» TEXT PROVIDED:
# # # # # # #
Hmm. I reread my post, and didn't think it was all that confusing. :? Mainly what I'm getting at is that sometimes spontaneous mutations do occur. I wasn't really talking about a "throw back". My main point was closer to the end of my post, which I know can be lost due to fatigue, since I can get carried away sometimes. Anyway, what I'm saying is that the gene, or genes that could make an otherwise normal carpet have blue coloration, could quite easily pop up due to mutation at anytime. My guess would be that at some point, it may very well have happened in the wild. Evolution being the beast that it is, weeded this hypothetical blue snake out. Chances are, he didn't survive for very long. He was too easy to spot by predators or something. Died before he could pass on his blue genes. Poof. Gone.
These little "experiments" of nature are what drives evolution. I wouldn't be so quick to scoff at my 5000 year reference, even though it was simply an arbitrary number I threw out there. It was sort of meant to be ridiculous. But when you talk about evolutionary changes, there are really two aspects of it. You can say it took so many millions of years to evolve from primitive primates to man. That is a pretty complex change, with many overlapping species and subspecies, involving many, many mutations. That obviously takes a long time. But there is the other way of looking at it, which is one single mutation at a time. A single mutation can indeed stabilize within a local population quite quickly.
# # # # # # #
» ENTRIES PROVIDED:
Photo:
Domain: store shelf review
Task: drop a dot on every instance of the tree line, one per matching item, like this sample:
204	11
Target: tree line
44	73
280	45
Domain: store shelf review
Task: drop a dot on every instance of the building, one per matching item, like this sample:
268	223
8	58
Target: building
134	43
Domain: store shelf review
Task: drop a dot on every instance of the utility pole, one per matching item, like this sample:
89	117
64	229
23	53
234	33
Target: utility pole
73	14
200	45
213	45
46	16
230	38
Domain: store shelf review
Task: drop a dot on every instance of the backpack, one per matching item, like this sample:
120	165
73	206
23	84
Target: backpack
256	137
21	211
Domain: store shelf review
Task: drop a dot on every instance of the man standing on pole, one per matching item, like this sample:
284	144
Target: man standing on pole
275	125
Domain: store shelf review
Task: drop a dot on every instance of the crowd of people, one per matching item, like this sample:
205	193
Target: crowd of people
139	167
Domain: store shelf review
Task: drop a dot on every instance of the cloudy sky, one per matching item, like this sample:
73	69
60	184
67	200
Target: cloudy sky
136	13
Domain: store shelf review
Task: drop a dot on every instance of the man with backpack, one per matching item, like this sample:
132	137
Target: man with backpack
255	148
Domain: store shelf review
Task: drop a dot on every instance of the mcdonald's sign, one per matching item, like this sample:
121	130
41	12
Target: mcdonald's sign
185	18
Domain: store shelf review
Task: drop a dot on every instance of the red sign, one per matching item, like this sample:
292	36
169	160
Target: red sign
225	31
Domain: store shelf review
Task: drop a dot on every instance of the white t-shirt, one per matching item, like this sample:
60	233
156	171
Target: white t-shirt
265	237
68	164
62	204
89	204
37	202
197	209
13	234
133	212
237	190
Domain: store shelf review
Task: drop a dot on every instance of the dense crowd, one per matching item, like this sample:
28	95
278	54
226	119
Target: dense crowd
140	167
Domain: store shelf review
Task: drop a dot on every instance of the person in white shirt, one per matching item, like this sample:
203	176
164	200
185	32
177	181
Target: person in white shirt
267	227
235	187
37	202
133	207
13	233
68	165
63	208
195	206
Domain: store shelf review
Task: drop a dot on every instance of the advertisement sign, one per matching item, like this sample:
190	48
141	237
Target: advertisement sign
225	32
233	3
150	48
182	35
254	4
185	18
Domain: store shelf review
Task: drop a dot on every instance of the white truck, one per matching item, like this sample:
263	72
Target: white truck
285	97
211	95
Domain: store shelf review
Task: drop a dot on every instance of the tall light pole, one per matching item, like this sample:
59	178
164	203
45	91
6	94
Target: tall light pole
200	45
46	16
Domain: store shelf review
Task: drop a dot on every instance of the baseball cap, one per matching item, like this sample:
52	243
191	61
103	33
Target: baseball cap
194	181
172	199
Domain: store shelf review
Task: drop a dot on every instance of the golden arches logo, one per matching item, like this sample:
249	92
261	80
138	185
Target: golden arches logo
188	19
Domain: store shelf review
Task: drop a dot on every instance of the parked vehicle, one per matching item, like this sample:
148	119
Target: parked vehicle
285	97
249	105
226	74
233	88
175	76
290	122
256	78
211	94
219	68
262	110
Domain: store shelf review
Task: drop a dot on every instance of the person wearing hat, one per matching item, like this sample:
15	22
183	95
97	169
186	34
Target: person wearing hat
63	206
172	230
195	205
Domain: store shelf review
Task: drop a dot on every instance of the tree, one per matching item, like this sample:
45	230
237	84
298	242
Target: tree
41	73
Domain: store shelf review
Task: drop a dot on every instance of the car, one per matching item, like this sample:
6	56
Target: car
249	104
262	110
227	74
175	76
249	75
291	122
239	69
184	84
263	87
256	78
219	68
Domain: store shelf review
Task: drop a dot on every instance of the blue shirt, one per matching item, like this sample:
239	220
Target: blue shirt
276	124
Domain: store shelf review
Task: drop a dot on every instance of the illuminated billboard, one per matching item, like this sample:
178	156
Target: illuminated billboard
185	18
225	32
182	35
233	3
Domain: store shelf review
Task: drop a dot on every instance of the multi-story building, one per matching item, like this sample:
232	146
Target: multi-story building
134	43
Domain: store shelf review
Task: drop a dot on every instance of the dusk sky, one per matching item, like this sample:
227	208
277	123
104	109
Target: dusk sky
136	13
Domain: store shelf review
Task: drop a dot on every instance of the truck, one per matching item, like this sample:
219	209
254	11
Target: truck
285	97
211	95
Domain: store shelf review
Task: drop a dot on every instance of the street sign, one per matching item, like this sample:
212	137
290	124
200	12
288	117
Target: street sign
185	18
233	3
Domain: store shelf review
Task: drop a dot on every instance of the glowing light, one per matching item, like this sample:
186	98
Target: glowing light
# # # # # # #
» WHAT THE TASK REQUIRES: Restate the post on mutations starting at "Hmm. I reread" and ending at "genes. Poof. Gone.", swapping "predators" for "birds of prey". The entries aren't needed for this work.

» EXERCISE RESPONSE:
Hmm. I reread my post, and didn't think it was all that confusing. :? Mainly what I'm getting at is that sometimes spontaneous mutations do occur. I wasn't really talking about a "throw back". My main point was closer to the end of my post, which I know can be lost due to fatigue, since I can get carried away sometimes. Anyway, what I'm saying is that the gene, or genes that could make an otherwise normal carpet have blue coloration, could quite easily pop up due to mutation at anytime. My guess would be that at some point, it may very well have happened in the wild. Evolution being the beast that it is, weeded this hypothetical blue snake out. Chances are, he didn't survive for very long. He was too easy to spot by birds of prey or something. Died before he could pass on his blue genes. Poof. Gone.